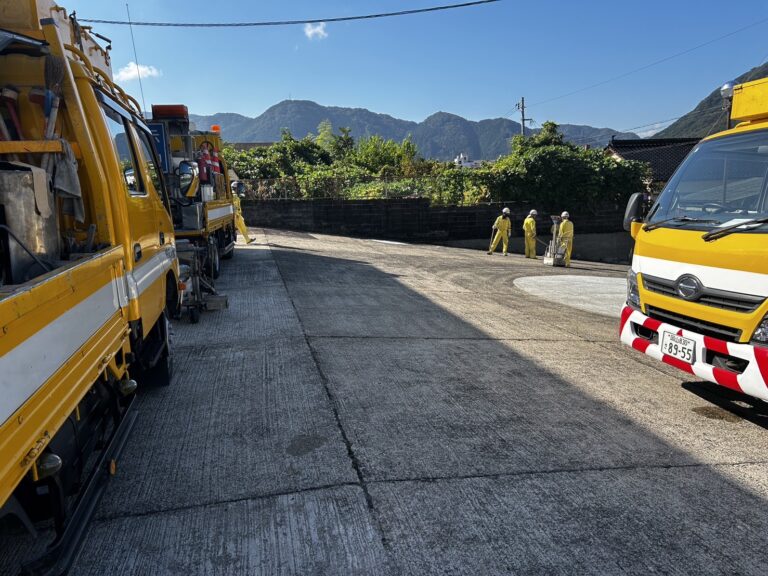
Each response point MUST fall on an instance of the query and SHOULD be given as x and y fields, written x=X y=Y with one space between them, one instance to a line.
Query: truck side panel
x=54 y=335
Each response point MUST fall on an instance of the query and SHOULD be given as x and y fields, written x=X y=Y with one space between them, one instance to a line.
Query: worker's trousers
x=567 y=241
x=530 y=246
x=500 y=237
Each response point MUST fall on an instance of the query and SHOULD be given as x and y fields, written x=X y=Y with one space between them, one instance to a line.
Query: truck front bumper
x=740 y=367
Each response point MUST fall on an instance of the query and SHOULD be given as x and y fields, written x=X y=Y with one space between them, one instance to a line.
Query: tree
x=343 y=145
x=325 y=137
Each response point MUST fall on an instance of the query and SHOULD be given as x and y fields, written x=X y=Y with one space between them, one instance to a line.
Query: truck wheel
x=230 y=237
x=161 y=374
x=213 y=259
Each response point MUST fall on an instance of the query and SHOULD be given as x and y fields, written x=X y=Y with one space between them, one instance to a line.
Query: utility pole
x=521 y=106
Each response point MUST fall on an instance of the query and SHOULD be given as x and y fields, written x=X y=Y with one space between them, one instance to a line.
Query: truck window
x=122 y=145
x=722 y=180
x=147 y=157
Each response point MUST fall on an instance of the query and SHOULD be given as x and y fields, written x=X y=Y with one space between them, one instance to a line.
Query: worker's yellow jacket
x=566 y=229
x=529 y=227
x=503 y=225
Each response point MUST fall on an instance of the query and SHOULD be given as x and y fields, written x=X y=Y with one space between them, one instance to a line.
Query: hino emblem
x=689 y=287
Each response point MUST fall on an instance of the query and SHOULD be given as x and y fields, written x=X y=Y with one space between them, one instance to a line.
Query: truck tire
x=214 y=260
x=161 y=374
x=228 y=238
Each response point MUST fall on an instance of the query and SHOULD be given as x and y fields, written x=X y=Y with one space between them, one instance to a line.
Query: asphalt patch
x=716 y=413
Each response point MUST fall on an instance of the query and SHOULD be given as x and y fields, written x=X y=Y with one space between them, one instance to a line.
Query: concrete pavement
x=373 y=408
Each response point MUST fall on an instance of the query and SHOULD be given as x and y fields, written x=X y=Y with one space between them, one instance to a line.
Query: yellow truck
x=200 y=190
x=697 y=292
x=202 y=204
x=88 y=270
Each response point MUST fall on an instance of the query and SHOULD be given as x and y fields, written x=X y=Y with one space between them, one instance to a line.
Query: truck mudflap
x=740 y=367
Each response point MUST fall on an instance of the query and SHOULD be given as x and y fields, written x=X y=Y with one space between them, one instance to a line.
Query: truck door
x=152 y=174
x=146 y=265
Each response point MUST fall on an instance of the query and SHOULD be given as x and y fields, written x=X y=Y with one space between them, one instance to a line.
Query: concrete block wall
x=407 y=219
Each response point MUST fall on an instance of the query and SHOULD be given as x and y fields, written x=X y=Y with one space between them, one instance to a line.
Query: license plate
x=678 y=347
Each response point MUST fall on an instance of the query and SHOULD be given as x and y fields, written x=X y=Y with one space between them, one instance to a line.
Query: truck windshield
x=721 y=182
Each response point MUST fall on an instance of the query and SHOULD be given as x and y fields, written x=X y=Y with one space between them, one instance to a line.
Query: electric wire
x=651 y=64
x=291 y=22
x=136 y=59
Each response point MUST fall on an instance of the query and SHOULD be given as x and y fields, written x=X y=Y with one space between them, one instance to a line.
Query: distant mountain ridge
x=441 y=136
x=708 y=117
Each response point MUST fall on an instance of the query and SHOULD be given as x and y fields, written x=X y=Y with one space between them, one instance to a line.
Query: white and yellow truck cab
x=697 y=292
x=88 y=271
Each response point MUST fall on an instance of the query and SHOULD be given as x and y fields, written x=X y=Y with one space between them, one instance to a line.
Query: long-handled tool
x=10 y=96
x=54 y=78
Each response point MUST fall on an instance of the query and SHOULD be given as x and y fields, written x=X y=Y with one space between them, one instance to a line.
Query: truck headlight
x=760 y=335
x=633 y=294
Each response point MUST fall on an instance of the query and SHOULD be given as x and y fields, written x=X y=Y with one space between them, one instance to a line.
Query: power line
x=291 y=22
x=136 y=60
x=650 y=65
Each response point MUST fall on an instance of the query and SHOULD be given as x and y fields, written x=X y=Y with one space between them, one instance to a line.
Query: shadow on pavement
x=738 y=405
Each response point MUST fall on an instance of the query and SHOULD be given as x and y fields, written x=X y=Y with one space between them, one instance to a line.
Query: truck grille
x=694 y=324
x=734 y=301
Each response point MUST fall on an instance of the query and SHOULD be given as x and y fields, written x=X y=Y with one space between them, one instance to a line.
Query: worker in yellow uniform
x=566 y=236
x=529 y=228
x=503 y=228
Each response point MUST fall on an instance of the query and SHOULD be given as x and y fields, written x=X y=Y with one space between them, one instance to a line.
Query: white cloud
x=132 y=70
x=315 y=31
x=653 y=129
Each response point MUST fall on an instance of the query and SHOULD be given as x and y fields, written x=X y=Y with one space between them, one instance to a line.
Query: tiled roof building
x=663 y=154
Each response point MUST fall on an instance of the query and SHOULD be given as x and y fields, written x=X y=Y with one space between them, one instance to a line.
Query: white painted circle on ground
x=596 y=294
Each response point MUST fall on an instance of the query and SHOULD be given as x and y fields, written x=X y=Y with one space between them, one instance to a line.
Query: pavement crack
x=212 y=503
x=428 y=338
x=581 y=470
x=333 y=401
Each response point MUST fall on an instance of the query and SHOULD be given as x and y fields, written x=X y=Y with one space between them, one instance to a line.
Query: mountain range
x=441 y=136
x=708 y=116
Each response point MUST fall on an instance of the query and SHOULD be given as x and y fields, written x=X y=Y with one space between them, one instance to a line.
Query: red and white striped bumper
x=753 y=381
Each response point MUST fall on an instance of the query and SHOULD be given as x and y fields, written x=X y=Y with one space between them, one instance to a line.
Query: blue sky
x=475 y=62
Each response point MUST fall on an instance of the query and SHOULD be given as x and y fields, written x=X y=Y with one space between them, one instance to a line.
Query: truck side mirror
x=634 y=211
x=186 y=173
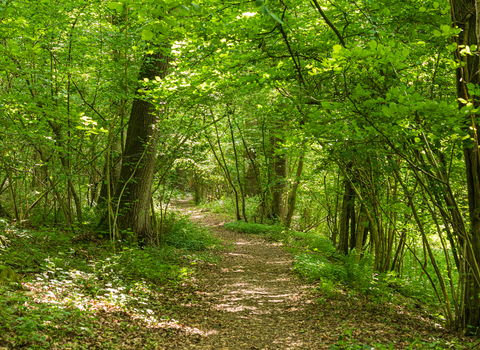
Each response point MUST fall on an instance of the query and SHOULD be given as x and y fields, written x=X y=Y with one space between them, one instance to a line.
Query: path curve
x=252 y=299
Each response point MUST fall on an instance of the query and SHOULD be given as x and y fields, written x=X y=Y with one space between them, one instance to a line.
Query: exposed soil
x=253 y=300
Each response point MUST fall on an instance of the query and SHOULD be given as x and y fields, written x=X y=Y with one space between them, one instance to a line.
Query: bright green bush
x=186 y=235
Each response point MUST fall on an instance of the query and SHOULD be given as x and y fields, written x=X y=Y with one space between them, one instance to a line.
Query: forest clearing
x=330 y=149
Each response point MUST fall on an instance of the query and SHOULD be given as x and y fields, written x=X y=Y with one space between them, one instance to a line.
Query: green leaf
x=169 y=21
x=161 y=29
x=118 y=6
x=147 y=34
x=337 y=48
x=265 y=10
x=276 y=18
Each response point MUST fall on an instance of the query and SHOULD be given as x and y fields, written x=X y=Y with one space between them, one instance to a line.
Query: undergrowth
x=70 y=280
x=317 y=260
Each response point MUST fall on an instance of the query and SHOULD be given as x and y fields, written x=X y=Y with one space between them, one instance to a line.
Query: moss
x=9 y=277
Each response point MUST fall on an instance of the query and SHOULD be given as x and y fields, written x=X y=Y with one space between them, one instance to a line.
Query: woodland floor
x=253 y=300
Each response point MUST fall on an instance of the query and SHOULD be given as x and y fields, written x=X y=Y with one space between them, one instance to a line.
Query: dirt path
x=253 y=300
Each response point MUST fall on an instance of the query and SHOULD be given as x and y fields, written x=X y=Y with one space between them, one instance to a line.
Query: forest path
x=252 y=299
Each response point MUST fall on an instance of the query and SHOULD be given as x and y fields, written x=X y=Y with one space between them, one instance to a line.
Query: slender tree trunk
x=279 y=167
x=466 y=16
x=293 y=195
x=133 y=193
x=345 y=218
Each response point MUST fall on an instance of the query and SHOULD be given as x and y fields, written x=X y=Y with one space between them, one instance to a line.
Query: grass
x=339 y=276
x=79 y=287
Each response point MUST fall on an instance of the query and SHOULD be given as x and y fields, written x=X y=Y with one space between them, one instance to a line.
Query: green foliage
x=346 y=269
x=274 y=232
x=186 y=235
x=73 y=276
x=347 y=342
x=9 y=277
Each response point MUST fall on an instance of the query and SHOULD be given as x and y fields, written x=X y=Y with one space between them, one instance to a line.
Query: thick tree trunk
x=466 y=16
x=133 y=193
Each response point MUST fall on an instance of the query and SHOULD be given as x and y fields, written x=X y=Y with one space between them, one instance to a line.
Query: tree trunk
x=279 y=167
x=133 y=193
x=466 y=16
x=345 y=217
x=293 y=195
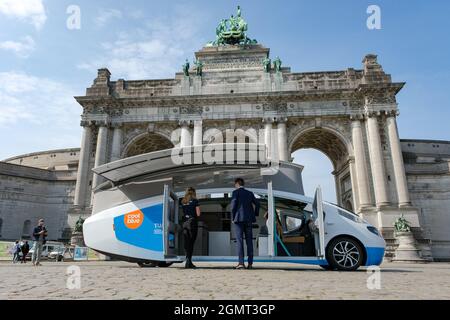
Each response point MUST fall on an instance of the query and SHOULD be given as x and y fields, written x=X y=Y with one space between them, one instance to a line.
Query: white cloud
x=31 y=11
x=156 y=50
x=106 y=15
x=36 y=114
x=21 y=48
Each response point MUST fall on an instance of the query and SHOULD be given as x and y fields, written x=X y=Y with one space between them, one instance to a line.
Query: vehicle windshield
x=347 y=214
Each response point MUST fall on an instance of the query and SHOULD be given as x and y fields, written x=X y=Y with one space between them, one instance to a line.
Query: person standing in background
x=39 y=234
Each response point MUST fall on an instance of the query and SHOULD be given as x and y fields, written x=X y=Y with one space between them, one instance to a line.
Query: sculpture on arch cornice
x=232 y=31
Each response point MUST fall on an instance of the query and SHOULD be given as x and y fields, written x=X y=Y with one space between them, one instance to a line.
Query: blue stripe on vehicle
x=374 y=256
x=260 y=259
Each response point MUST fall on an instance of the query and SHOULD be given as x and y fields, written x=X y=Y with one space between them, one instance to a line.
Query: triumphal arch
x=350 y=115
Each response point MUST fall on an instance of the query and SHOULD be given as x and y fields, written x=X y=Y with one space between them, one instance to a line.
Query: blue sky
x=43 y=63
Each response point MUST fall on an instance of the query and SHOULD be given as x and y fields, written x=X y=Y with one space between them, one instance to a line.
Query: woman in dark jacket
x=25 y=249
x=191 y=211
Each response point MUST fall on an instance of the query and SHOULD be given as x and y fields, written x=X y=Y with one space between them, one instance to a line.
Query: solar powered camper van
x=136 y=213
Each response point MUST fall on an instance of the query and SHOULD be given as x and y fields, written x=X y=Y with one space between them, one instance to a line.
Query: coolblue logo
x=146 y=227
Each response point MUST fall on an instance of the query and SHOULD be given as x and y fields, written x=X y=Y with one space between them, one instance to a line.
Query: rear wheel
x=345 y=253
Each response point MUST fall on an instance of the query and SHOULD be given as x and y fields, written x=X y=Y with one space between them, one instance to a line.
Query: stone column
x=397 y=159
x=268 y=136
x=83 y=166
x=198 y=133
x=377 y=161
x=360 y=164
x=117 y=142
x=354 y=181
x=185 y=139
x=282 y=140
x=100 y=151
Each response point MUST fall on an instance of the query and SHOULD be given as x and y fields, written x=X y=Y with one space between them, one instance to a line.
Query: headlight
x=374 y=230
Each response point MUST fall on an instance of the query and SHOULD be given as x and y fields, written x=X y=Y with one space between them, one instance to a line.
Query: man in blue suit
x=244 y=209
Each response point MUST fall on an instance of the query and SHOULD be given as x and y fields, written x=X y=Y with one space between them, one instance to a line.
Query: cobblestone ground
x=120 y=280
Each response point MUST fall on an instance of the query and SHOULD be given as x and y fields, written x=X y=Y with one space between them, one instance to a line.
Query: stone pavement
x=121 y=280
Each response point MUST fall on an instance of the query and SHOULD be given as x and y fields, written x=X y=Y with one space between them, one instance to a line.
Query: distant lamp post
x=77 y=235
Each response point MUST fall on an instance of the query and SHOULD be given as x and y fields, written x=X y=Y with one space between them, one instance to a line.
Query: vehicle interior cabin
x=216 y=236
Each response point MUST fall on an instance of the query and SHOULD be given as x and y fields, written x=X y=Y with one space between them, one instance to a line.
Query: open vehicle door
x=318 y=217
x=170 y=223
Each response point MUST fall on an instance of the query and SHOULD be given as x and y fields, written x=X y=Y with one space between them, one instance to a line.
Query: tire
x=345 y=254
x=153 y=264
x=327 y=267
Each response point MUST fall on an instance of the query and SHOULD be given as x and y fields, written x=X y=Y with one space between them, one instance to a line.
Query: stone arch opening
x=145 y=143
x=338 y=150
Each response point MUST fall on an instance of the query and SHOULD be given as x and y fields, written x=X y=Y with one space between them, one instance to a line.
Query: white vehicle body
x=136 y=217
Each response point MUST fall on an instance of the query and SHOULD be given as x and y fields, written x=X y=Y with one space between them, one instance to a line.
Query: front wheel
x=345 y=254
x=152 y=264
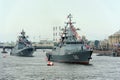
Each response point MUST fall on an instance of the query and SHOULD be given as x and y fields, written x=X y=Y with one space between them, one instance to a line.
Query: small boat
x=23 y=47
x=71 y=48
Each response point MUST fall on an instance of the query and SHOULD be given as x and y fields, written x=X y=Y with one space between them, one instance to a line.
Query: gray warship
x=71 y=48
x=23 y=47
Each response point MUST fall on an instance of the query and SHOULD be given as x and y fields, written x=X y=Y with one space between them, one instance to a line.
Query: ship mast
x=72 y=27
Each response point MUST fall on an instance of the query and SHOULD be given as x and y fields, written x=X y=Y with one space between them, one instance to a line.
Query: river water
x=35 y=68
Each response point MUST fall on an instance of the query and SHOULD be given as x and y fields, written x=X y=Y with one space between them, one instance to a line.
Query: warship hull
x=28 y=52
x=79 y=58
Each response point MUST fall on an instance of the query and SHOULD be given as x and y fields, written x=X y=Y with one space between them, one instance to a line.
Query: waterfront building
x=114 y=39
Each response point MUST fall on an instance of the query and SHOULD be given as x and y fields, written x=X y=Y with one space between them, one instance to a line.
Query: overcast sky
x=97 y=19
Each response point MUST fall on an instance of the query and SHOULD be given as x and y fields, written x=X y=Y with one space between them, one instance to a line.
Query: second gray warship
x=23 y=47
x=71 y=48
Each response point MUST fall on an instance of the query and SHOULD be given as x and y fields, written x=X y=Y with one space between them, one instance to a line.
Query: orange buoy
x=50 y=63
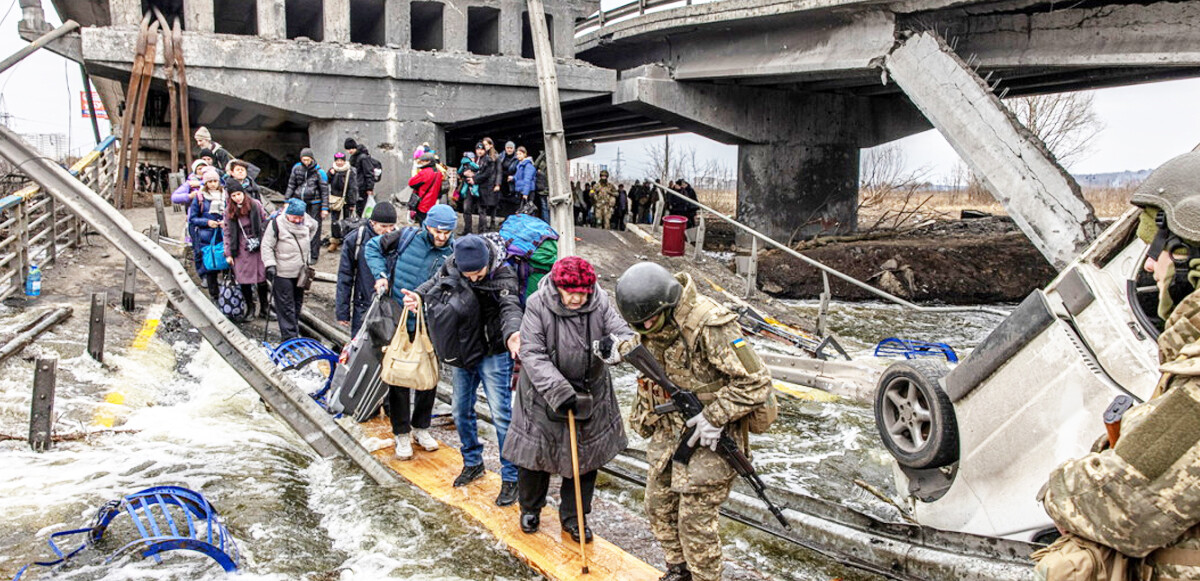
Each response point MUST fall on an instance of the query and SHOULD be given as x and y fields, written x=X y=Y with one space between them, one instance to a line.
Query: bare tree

^^^^^^^^

Find every line in the data that contains the word "concrete", and copy each of those lines.

→ Reply to the exercise
Query: concrete pavement
Query: concrete block wall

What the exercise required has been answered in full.